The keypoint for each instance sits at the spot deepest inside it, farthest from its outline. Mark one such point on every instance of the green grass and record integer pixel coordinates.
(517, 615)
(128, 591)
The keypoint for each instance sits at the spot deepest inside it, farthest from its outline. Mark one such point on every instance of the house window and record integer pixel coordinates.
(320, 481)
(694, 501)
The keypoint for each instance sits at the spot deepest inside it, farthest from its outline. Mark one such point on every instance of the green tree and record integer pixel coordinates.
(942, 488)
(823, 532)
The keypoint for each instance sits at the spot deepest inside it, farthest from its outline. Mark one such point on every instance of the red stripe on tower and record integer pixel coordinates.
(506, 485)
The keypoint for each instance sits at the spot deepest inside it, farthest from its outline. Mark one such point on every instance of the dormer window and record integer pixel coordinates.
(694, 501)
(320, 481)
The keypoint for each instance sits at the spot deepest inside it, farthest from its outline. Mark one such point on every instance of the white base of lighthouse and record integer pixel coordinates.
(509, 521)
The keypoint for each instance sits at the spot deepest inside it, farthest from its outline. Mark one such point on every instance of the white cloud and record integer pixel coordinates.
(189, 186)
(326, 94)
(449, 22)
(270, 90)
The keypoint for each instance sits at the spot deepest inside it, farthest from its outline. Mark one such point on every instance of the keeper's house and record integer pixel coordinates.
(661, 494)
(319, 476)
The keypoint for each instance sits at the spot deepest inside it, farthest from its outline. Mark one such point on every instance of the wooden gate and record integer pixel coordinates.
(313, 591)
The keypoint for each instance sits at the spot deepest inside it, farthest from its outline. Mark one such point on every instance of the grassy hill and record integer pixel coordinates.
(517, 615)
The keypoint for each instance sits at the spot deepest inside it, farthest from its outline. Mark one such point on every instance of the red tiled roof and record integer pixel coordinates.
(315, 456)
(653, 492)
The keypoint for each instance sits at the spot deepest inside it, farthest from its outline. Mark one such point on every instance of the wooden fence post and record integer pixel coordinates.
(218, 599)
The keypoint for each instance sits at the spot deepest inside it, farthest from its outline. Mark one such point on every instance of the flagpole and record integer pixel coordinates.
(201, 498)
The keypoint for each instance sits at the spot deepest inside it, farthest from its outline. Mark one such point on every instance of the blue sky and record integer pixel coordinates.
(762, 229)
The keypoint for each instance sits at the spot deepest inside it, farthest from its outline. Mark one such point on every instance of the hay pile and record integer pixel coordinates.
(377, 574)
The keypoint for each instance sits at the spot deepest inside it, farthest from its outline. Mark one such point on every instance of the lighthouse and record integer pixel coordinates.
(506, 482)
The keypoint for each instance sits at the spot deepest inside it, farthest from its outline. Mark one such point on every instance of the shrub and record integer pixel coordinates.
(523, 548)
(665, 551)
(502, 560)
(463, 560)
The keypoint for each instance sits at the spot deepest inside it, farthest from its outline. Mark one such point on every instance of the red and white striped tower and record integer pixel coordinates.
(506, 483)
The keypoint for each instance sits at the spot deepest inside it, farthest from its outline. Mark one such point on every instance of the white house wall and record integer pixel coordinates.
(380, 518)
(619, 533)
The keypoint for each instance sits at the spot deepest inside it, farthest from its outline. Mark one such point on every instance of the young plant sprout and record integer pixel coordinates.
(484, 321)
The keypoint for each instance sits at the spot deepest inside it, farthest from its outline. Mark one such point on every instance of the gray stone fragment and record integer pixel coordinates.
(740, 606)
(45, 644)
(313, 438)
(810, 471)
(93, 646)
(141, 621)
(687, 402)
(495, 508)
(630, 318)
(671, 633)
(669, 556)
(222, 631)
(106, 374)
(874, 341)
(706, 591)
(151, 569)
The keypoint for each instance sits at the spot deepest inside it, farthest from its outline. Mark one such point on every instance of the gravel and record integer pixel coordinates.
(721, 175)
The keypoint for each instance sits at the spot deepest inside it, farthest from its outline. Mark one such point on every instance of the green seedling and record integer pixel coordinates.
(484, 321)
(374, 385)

• _Task brief_
Everything in the listing above should be printed again exactly.

• _Problem solution_
The keypoint for each instance sits at the spot deepest inside it, farthest from its outline. Mark one such point on every instance of the green grass and record integer pixel coordinates.
(517, 615)
(128, 591)
The keypoint for each instance sits at the spot deepest inside it, farthest from its outline. Mark one such point on every instance of the house window and record integer pixel coordinates.
(320, 481)
(694, 501)
The keypoint for each instance sits at the spot deepest inside it, farthest from its outline. Mark one such point on every instance of the green tree and record integer pixel coordinates.
(942, 488)
(823, 532)
The keypoint for each instance sits at the spot deepest inside it, farthest from its outline. Mark one such point on every instance of the red stripe on tower and record integer pixel coordinates.
(506, 485)
The keypoint for each instance sits at the spot deepest inside it, farthest from its outline. Mark one such point on every instance of the dormer window and record integer pixel coordinates.
(694, 501)
(320, 481)
The keypoint for each instance sits at the spot deepest inside it, farthest from its outline. Mark one such point on every instance of the white base of lighthouse and record integer pixel coordinates.
(509, 521)
The keypoint for each instance sits at the spot deepest inside it, farthest from its outline. Mark one such point on every instance of the white cloud and record integer pixel coordinates.
(189, 186)
(326, 94)
(449, 22)
(270, 90)
The keypoint for each instance sits at the spot deepest inside it, farthest from its outline. Mark one such point on every instance of the keeper's house and record integer pixel coordinates.
(661, 494)
(319, 476)
The keypoint for each instance sits at the spot deepest inside it, farthest from its outline. Mark one such point on every instance of the wooden gate and record integer pixel coordinates.
(313, 591)
The keypoint for each instance sits at the spot deepest inside it, farthest from its outline. Mark one such point on every instance of the grassy hill and record integer pixel coordinates.
(517, 615)
The keypoint for each instance sits at the spot deepest inside it, farthest from its outline. Mark one such point on every instance of the red tiled roof and record integer pixel coordinates.
(315, 456)
(653, 492)
The keypoint for each instance sits at the spot deepest inside it, farthest from its outline. Mark one such point on every instance of the wooden fence post and record integer pixel coordinates.
(218, 599)
The keypoint for each instance sits at the spot deepest inside it, farthest from its outline. Mark one such point on every instance of the flagpole and record integer pixel coordinates.
(201, 498)
The keypoint for each instance sits at the spot deepest inside it, farthest from its outline. Mark one such point on every instance of the blue sky and record integer pixel coordinates.
(762, 229)
The keypoint for each instance sits at the spot deepest inside it, farthest from its outline. Mark one such point on every instance of the hay pile and record integer pixel coordinates.
(377, 574)
The keypoint for each instance sits at the spot deepest inside it, farthest from its outline. Mark one such point on every instance of the lighthouse and record integer pixel coordinates.
(506, 482)
The keypoint for each instance sits at the spot deepest inside it, farthest from its outline. Mark one such point on every instance of the shrub and record integer pixel coordinates.
(523, 548)
(665, 551)
(502, 560)
(463, 560)
The keypoint for each instance sits at the spot deepest inside it, farthest from its outline. Mark one such point on every instance of the red and white striped tower and record integer pixel coordinates.
(506, 483)
The keypoint for each instance sits at the spot deepest inside it, farthest from its outline. Mark one such point on every instance of the white house wall and record integer pixel coordinates.
(380, 518)
(619, 533)
The keypoint for each instance sits at the spot deepest inside it, farthest from its outline. Mark one such point on every instance of the young plant sprout and record integer pixel coordinates.
(484, 321)
The keypoint for each instance sits at the spot deepest inside it, farthest from its outline. Mark one such point on every instance of the gray stone fragment and record integer pixel coordinates.
(740, 606)
(45, 644)
(313, 438)
(810, 471)
(93, 646)
(141, 621)
(687, 402)
(495, 508)
(630, 318)
(671, 633)
(669, 556)
(222, 631)
(106, 374)
(874, 341)
(706, 591)
(151, 569)
The keypoint for each instance sits at the spot deepest inside it, farthest from its outline. Mark one such point on every instance of the gravel and record integer pixel coordinates.
(721, 175)
The keypoint for each instance sits at the spot deepest inside it, farthest from its outline. Mark one such point on every instance of the green seedling and record integer pixel coordinates.
(484, 321)
(374, 385)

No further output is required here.